Recopiez à l'identique, dans le texte sur la société civile rwandaise, tout ce qui va de « Hier porte-parole d’une » jusqu'à « est dans l’eau. ».

··· Extrait du document

Partout, la Société civile est aujourd’hui au centre des débats sur les transitions démocratiques. Si en Tunisie, la Société civile fut, au prix fort, couverte de succès jusqu’à obtenir le Prix Nobel, ailleurs notamment en Afrique subsaharienne, la Société civile est objet de controverses et de violentes critiques. Son usage y paraît souvent inapproprié, sinon incantatoire et propice à toutes sortes d’instrumentalisations idéologiques.
Si on considère que la Société civile est le corps social par opposition à la classe politique, on peut comprendre facilement le discrédit de la Société civile rwandaise. Ce discrédit est en effet à l’image de celui de la Société politique. Celle-ci a perdu son âme dans les tranchées de la guerre du pouvoir et pour le pouvoir, qui a réveillé les démons de la haine ethnique et aggravé les divisions régionales.
Au fil des dérives médiatiques et politiciennes, la démocratie et la bonne gouvernance furent prisonnières des querelles au sommet de l’Etat et ont relégué au second plan les ambitions pour le pays et les aspirations du peuple. Les ambitieux ont mis entre parenthèse le Pluralisme de représentation qui permet à toute population de se sentir engagée dans toute sa diversité.
L’autisme politique dont ont souffert et souffrent encore les dindons de la farce est un facteur gravissime dans ce paysage socio-politique brumeux.
Hier porte-parole d’une opposition armée et non armée, la Société civile est la plus grande victime des affres de la guerre et ses tragiques conséquences. Les acteurs de la Société civile furent des cibles privilégiées des milices paramilitaires. Ils sont aujourd’hui réduits au silence. Ils souffrent fort des après-guerre. Leur traumatisme se mesure aux actes qu’ils posent et qui n’ont pas assez d’échos. Certaines Associations de la Société civile et politique proche du pouvoir n’ont pas survécu à la nouvelle donne politique qui étouffe tout le monde. En exil -du moins pour les plus chanceux-, certains acteurs ne sont pas encore sortis du traumatisme. Et pourquoi pas des remords? La guerre est mauvaise pour tout le monde. La démocratie est dans l’eau.
Le discrédit de certaines Associations est trop fort à tel enseigne qu’elles agissent en désemparées. Hier formées, subventionnées et mieux écoutées par les vieilles démocraties, ces Associations prêchent aujourd’hui dans le désert. Souvent elles sont obligées de prendre des postures plutôt que des positions.

······
··· Données enregistrées

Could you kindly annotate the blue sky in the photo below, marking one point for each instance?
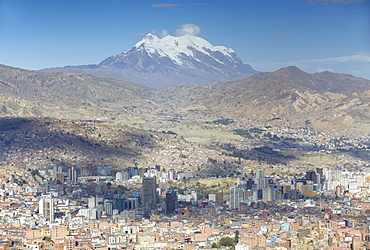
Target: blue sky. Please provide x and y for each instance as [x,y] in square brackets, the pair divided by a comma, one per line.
[314,35]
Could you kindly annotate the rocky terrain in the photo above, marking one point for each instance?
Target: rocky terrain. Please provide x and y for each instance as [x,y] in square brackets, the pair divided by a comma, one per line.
[326,102]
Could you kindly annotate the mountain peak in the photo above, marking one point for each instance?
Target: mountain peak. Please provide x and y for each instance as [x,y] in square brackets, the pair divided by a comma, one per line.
[150,36]
[172,61]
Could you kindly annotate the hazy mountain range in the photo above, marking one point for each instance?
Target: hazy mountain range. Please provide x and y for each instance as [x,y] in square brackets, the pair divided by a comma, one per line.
[170,61]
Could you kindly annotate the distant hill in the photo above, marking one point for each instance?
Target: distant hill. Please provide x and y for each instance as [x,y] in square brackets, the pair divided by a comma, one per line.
[326,101]
[170,61]
[329,102]
[35,93]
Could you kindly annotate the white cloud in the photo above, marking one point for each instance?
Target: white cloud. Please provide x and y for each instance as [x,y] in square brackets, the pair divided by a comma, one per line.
[182,30]
[188,28]
[334,2]
[165,5]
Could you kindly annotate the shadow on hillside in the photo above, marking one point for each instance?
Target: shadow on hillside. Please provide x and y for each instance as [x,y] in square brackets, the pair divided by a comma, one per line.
[48,142]
[261,154]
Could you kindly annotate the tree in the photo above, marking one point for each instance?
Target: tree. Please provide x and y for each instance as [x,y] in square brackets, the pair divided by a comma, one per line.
[236,238]
[215,245]
[227,242]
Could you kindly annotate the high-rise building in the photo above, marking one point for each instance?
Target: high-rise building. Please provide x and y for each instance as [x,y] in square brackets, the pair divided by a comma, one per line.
[120,204]
[46,207]
[171,201]
[72,175]
[92,202]
[149,194]
[236,196]
[108,207]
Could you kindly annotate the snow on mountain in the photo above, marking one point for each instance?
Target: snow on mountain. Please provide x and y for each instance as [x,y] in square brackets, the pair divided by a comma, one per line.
[185,51]
[170,61]
[175,47]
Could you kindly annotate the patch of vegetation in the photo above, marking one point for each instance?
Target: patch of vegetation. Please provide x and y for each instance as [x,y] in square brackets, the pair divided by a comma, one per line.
[223,121]
[256,130]
[244,133]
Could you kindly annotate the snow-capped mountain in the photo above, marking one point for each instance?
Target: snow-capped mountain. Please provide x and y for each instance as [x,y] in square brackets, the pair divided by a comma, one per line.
[170,61]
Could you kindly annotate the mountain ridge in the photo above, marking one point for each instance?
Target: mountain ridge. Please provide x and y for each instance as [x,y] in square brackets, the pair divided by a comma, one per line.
[170,61]
[323,101]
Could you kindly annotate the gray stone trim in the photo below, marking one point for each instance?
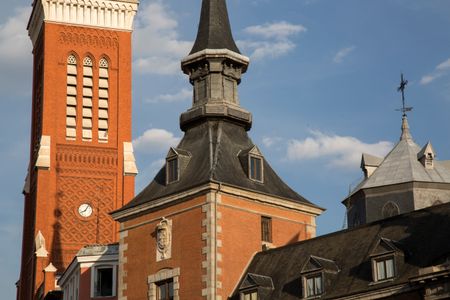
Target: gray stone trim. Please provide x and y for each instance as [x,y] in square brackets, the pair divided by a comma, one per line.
[309,209]
[211,250]
[177,212]
[122,286]
[164,275]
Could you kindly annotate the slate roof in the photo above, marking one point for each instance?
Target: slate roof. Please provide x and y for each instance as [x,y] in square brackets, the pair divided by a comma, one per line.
[402,165]
[214,147]
[214,30]
[423,237]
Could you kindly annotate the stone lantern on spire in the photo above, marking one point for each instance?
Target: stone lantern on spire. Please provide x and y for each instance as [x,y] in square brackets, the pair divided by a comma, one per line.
[215,67]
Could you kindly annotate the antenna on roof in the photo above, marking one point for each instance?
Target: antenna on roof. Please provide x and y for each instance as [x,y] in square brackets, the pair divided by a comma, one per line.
[402,88]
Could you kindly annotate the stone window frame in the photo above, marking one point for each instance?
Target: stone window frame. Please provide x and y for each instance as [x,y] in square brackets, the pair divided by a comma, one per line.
[170,176]
[163,275]
[310,275]
[94,269]
[261,167]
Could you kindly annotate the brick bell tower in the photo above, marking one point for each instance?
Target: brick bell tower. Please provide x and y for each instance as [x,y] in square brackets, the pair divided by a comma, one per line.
[81,160]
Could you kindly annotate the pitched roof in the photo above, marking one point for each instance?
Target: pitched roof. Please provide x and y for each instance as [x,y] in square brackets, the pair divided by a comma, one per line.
[402,165]
[214,30]
[351,250]
[214,147]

······

Résultat attendu:
Hier porte-parole d’une opposition armée et non armée, la Société civile est la plus grande victime des affres de la guerre et ses tragiques conséquences. Les acteurs de la Société civile furent des cibles privilégiées des milices paramilitaires. Ils sont aujourd’hui réduits au silence. Ils souffrent fort des après-guerre. Leur traumatisme se mesure aux actes qu’ils posent et qui n’ont pas assez d’échos. Certaines Associations de la Société civile et politique proche du pouvoir n’ont pas survécu à la nouvelle donne politique qui étouffe tout le monde. En exil -du moins pour les plus chanceux-, certains acteurs ne sont pas encore sortis du traumatisme. Et pourquoi pas des remords? La guerre est mauvaise pour tout le monde. La démocratie est dans l’eau.